■ GIVEN INSTRUCTION ■
Please count the lines of the data below that contain the string "tree", with case counting, and reply with that number alone.

■ Entries on locating named things ■
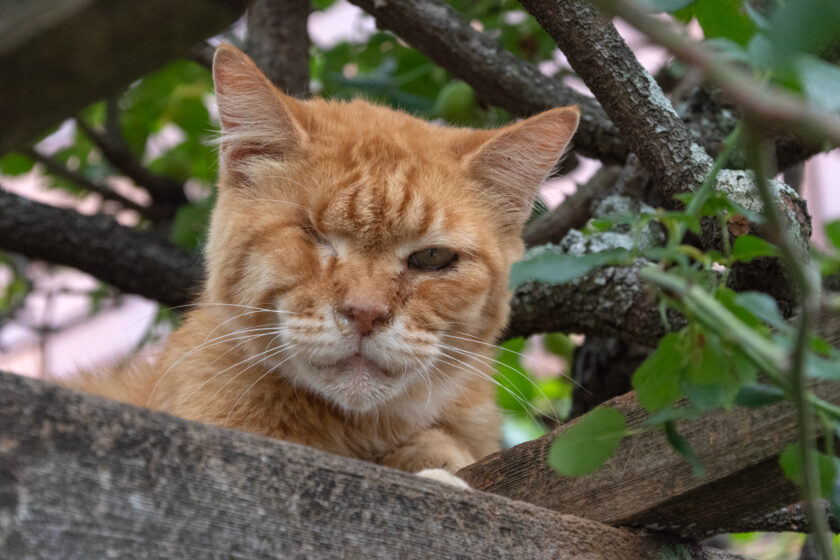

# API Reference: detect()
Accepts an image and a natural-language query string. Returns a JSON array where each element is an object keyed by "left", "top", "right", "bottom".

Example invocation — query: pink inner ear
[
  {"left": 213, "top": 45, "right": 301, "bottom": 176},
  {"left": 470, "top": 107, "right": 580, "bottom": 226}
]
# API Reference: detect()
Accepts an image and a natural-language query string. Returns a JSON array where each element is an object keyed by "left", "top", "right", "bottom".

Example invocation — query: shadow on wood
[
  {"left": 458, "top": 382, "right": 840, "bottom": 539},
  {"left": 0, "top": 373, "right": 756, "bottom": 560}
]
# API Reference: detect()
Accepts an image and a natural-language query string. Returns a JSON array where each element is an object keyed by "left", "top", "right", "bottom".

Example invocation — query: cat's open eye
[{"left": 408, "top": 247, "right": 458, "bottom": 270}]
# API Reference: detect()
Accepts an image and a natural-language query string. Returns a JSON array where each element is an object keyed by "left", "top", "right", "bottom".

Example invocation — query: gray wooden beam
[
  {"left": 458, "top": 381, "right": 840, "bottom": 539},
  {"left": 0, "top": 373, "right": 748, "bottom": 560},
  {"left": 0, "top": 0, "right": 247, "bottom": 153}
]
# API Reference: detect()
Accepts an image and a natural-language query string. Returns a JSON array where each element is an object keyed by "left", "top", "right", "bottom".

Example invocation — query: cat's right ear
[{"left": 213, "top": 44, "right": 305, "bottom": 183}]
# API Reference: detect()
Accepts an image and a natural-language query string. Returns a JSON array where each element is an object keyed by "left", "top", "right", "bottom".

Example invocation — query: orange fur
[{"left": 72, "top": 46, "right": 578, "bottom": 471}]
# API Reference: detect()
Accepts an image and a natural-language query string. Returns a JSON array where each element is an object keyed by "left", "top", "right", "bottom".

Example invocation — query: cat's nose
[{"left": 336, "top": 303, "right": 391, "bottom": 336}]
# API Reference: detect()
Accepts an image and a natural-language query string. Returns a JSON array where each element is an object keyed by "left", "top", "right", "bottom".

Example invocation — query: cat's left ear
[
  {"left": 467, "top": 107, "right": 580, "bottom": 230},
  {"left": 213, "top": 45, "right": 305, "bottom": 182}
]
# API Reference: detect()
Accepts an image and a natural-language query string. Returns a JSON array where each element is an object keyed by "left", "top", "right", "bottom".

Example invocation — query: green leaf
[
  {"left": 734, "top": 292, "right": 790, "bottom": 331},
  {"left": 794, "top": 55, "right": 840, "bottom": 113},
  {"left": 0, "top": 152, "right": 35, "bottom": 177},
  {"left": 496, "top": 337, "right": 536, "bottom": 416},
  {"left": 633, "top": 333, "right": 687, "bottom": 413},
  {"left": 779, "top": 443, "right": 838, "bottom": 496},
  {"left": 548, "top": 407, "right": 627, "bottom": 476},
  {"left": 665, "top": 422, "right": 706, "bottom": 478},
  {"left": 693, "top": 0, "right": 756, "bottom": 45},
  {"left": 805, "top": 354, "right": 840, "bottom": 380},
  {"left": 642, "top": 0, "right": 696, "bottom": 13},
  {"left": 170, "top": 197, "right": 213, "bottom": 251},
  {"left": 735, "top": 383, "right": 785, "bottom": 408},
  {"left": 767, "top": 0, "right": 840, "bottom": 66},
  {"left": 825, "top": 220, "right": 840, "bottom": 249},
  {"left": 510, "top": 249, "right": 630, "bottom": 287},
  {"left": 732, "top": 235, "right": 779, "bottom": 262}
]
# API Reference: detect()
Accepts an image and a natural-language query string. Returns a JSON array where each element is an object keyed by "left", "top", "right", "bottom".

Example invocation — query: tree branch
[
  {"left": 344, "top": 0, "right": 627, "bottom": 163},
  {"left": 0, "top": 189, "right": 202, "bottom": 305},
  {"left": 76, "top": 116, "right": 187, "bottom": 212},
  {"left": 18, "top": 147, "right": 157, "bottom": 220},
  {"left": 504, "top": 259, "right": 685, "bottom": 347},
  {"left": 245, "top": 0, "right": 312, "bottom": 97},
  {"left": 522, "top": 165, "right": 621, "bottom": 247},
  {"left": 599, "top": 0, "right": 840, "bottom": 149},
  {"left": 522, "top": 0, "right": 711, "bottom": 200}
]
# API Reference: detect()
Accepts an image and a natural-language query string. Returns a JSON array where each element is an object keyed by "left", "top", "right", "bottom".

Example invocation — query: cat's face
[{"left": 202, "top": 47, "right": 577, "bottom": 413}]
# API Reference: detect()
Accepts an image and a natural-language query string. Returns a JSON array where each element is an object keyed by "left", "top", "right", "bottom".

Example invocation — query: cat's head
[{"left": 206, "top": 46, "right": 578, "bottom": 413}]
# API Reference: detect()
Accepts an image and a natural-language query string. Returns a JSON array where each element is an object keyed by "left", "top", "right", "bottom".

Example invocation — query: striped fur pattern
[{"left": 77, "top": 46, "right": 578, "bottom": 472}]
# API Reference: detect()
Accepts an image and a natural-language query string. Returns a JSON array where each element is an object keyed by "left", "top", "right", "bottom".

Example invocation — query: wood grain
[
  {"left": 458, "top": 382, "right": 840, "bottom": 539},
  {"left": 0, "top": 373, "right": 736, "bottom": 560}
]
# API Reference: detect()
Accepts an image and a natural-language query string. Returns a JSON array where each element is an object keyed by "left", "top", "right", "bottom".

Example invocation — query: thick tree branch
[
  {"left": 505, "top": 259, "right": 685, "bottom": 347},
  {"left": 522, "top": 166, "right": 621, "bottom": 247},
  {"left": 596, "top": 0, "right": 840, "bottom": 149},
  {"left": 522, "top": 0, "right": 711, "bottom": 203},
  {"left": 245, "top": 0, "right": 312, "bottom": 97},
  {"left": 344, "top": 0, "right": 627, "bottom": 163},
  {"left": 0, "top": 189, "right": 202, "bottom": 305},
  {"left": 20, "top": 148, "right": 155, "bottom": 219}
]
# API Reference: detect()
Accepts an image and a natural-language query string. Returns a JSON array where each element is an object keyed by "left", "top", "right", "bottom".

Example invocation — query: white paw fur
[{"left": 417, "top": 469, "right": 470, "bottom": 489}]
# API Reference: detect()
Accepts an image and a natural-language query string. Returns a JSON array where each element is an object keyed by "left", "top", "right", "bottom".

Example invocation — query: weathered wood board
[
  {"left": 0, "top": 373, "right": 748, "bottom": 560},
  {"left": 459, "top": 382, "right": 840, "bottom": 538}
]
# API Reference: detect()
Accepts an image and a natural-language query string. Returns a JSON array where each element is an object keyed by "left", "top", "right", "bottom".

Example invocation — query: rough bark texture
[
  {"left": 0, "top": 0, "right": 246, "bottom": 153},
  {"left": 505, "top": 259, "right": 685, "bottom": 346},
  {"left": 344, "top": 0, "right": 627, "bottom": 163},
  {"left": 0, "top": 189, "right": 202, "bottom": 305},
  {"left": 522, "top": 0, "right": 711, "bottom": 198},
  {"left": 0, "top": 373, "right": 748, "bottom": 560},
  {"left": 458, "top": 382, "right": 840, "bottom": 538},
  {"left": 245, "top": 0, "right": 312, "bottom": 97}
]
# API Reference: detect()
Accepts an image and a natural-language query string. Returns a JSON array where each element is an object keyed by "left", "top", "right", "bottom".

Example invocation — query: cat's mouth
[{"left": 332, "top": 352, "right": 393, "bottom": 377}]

■ REPLY TO THE EXERCISE ■
2